====== Text provided ======
While everyone sees poor quality of data as a bottleneck in making intelligent systems, LeCun believes otherwise. He believes that the main issue is not the unavailability of data but how learning systems can take advantage of the available data. The same point has been reiterated several times by LeCun and others who agree with him.

“This point comes up frequently, but it doesn’t quite make sense,” said an unimpressed Francois Chollet, the creator of Keras and another deep learning guru, starting a debate around how much information humans learn through vision.

Chollet emphasised that while redundancy is useful, one must also consider the “post-compression” measure of information, as raw data isn’t always a good indicator of meaningful information. He pointed out that while visual feed data may appear to have a high bandwidth, much of it is autocorrelated and redundant in time and space, thus reducing its true informational value.

LeCun, who has been a big proponent of AI achieving animal-like intelligence before going for human intelligence, emphasised that learning simply cannot happen without a degree of redundancy in the data. The more redundancy there is, the more structure SSL can harness. He backed up his argument by referring to the human visual system.

Vision is Not All You Need?

LeCun explained that while the human eye has about 60 million photosensors, four layers of neurons reduce this raw data down to a million optic nerve fibres. This compression, LeCun argues, reduces excessive redundancy while allowing for essential features to be captured by the brain.

This underscores the vast difference in the bandwidth between text, which LeCun calls “too low”, and visual data, which is more redundant and thus ideal for self-supervised learning. In his view, video data offers the right balance of redundancy, making it a much richer modality for training models compared to text.
====== Excerpted data ======
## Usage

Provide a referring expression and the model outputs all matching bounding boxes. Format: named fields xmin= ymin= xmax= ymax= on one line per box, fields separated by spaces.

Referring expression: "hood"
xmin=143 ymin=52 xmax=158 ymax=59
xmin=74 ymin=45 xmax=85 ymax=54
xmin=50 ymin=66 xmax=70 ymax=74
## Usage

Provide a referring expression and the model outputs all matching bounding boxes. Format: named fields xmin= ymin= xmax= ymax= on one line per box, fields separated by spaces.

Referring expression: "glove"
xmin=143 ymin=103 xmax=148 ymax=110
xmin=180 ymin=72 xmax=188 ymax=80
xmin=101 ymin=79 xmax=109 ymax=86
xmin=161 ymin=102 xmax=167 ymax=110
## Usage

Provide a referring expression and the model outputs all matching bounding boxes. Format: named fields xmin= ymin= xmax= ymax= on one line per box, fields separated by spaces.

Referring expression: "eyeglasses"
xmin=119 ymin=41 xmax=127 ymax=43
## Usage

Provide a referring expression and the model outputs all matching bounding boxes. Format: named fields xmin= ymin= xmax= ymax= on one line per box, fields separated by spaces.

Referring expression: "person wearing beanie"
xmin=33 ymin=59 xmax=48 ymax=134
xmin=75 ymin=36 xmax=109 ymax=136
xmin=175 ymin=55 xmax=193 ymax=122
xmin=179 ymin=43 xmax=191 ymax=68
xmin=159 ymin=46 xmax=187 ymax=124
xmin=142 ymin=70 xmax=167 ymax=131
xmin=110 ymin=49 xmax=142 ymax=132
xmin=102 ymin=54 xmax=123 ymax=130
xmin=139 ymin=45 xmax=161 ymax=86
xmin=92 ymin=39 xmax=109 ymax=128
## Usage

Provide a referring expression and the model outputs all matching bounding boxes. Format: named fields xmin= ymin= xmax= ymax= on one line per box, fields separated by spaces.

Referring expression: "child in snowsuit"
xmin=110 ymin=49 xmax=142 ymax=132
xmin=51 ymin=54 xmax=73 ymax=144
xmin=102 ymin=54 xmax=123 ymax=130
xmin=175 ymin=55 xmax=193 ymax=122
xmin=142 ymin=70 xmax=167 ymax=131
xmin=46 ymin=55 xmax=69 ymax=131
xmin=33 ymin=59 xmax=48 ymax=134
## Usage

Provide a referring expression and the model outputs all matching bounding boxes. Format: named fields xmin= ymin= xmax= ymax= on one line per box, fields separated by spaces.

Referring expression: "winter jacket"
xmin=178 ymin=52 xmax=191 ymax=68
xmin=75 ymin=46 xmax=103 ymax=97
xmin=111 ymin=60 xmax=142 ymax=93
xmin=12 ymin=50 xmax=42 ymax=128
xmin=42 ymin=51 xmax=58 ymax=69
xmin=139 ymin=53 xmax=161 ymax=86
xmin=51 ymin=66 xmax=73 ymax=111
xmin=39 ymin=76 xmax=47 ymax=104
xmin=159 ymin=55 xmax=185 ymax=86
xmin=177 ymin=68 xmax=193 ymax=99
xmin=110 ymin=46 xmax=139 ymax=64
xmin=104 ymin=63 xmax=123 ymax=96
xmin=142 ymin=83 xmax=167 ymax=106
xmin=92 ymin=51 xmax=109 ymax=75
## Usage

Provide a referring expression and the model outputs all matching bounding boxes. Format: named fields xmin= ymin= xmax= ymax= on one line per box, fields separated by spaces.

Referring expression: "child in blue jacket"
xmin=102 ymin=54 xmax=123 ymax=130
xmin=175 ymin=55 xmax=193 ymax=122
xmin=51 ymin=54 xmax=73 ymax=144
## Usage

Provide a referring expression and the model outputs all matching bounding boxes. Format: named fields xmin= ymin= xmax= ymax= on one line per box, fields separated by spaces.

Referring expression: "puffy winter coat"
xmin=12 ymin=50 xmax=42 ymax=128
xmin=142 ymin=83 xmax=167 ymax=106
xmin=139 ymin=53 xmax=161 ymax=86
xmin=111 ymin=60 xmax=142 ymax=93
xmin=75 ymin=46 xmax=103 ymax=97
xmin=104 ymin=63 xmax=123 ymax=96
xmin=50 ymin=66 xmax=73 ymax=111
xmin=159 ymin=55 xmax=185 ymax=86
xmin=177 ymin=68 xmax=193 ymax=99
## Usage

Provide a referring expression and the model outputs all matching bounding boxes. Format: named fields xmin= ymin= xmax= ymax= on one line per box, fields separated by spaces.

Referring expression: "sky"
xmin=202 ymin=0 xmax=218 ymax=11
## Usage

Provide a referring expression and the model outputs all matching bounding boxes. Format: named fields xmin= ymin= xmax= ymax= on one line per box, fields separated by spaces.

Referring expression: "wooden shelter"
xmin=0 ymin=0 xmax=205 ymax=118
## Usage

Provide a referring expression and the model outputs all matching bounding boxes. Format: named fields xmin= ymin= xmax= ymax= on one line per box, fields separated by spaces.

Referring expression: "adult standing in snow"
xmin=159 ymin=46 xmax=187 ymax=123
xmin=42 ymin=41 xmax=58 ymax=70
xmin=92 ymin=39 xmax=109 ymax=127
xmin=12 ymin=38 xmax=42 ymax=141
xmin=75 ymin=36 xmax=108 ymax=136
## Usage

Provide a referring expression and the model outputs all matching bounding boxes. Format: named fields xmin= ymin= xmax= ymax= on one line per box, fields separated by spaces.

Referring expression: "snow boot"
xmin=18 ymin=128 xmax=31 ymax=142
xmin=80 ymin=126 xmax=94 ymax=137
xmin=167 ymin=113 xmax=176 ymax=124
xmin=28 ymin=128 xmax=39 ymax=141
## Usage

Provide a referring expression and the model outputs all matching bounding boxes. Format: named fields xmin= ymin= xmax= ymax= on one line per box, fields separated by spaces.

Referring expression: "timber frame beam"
======
[Given task] Extend the piece on the LeCun and Chollet debate over data redundancy, picking up after its final sentence.

[Exercise result]
But this is not well agreed about. Chollet questioned LeCun’s estimates of the bandwidth of the human visual system, arguing that the raw optical input is far less than what LeCun suggests. According to Chollet, the true bandwidth is under 1 MB/s, which is significantly lower than LeCun’s estimate of 20MB/s.

“My point is just: the claim that the information bandwidth of the human visual system is 20MB/s (based on optic nerve count) is pure nonsense,” said Chollet. To which LeCun said, “What is pure nonsense is claiming that the relevant quantity is the number of bits after compression.”

The question remains intact: which one has more information about the world: a POV video of a four-year-old or all the text on the internet? “If only raw data matters, then why are blind children intelligent at all?” asked Chollet. To which LeCun said they learn through touch, which has high bandwidth and is also extremely redundant.

Though the word “redundancy” sounds counterintuitive for AI models, it turns out that it is actually helpful when talking about teaching AI how humans do, by looking at consistency and similar examples again and again. At the same time, the argument for data quality over redundancy holds ground when it comes to building text-based models.